[[ Source information, beginning ]]

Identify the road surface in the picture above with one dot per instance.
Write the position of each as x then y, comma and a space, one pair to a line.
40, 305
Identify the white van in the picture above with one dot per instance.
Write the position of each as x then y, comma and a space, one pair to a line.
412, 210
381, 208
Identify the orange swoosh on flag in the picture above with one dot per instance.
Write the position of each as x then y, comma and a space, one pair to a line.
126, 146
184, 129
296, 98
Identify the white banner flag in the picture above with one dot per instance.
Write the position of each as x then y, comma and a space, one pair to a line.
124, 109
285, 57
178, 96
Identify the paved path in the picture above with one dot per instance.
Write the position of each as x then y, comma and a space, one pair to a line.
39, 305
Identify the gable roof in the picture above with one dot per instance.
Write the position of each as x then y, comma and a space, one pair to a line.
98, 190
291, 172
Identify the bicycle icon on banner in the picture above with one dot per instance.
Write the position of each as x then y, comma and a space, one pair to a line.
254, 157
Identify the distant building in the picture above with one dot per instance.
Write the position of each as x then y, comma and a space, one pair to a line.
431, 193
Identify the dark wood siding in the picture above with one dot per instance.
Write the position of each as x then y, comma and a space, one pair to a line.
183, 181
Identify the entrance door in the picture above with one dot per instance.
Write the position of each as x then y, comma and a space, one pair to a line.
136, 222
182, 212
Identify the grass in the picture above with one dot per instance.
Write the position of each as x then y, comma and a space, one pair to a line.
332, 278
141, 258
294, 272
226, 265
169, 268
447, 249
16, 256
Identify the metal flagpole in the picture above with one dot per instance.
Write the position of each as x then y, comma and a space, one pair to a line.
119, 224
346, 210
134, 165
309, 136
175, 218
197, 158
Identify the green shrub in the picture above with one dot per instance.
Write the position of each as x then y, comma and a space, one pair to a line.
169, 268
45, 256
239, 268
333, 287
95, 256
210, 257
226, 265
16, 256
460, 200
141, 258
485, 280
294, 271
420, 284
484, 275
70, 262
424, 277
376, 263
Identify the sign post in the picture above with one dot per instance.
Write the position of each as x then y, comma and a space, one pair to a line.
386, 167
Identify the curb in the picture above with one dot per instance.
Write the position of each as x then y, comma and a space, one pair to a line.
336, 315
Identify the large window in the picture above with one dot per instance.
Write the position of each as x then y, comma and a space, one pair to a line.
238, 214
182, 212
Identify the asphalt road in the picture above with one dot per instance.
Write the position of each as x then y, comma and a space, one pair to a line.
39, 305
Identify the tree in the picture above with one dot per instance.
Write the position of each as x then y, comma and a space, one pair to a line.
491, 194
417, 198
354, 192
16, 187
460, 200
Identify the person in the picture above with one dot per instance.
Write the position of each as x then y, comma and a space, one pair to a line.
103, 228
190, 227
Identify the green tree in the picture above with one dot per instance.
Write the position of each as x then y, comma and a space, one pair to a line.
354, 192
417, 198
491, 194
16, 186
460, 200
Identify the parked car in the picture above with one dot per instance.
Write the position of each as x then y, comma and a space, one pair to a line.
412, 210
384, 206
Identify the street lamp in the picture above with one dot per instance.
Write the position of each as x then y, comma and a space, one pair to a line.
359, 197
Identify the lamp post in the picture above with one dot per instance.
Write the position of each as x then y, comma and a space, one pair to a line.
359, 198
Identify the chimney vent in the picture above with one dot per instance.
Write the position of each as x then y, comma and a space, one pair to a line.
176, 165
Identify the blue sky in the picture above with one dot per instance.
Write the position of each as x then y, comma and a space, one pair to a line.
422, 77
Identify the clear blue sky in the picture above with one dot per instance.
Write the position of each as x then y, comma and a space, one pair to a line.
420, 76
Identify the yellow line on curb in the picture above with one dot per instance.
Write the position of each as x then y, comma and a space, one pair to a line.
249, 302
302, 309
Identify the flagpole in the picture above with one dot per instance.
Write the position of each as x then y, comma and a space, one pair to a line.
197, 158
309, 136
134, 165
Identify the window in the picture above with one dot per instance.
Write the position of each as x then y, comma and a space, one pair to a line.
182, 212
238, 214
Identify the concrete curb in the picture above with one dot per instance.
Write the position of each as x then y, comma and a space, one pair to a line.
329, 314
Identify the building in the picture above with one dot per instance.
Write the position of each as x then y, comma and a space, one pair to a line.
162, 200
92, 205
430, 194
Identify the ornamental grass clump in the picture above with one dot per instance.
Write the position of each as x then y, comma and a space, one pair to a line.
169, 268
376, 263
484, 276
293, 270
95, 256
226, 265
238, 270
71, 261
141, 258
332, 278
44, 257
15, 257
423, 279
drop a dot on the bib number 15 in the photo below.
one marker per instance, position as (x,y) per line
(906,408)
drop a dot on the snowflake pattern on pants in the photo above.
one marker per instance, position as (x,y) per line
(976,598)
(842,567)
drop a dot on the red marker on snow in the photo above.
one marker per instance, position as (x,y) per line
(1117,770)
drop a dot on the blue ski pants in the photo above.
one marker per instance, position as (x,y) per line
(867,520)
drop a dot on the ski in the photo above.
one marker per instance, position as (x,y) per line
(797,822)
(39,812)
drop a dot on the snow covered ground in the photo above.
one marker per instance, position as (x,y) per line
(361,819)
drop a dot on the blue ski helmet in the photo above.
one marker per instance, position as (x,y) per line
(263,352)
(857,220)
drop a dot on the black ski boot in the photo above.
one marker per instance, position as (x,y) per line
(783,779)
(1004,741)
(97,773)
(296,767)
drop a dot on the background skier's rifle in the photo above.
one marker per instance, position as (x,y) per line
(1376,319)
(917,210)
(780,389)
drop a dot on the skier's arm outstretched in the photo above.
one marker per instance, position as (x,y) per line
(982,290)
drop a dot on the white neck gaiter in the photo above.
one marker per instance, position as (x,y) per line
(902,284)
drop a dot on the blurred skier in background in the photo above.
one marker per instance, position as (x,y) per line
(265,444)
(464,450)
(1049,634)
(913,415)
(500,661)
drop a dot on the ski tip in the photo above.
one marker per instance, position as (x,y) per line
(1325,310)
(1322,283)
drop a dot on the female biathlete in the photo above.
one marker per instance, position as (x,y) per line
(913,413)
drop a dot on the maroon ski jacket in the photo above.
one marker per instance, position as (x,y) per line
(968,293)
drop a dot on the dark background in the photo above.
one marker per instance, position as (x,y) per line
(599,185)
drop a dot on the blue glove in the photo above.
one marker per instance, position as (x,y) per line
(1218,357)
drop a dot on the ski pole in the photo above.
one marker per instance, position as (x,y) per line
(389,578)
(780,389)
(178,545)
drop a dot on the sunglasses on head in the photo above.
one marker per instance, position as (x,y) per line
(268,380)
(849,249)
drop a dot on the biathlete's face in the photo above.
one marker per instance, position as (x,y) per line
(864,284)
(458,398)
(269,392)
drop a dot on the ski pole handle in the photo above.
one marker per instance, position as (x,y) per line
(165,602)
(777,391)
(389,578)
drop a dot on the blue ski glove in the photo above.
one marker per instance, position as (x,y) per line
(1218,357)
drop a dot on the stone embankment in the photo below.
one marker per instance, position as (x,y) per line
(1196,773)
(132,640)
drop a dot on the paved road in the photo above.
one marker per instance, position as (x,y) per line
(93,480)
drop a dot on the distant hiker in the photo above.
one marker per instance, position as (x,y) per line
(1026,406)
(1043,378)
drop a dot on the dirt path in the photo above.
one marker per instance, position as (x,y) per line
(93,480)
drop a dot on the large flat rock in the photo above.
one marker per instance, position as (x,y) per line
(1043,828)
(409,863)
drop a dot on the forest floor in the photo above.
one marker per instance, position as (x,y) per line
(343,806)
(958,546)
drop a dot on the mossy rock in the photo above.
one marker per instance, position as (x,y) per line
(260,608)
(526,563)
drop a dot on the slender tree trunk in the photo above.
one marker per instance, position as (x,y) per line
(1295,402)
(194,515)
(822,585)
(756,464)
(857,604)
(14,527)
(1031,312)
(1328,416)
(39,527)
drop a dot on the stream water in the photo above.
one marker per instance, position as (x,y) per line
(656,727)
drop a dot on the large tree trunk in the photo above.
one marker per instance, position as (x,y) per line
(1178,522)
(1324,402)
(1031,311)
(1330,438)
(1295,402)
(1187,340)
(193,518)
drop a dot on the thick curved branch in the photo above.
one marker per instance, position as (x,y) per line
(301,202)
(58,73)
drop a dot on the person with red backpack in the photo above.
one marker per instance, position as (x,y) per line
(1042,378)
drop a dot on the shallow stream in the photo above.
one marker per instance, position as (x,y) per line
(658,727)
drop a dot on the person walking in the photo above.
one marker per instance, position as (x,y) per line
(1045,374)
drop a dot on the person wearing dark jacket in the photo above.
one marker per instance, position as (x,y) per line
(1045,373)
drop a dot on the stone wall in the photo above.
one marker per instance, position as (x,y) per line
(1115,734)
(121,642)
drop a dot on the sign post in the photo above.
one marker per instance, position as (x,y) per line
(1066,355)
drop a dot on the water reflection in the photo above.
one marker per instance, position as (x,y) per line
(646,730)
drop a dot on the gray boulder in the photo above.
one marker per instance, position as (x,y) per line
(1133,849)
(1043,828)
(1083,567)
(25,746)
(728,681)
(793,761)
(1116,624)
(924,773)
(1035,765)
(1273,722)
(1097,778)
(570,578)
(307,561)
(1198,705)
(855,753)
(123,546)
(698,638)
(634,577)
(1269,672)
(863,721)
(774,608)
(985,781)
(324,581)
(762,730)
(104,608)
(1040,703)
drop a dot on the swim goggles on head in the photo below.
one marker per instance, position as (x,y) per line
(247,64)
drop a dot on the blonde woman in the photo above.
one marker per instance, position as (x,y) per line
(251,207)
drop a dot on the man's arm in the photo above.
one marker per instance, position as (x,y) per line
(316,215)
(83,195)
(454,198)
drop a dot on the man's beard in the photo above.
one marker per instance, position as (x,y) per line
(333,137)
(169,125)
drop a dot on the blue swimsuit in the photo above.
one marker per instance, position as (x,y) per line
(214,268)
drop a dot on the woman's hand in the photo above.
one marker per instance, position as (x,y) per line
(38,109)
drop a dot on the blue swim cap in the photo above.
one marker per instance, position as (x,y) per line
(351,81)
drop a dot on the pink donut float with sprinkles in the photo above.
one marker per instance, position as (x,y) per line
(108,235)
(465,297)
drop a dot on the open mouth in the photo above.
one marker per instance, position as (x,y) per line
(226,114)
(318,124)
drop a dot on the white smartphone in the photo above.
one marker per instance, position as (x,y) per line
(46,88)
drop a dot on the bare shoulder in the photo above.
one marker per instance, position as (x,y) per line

[[ Source information, end ]]

Exercise directions - Tally the lines above containing "person"; give only the number.

The completed task - 4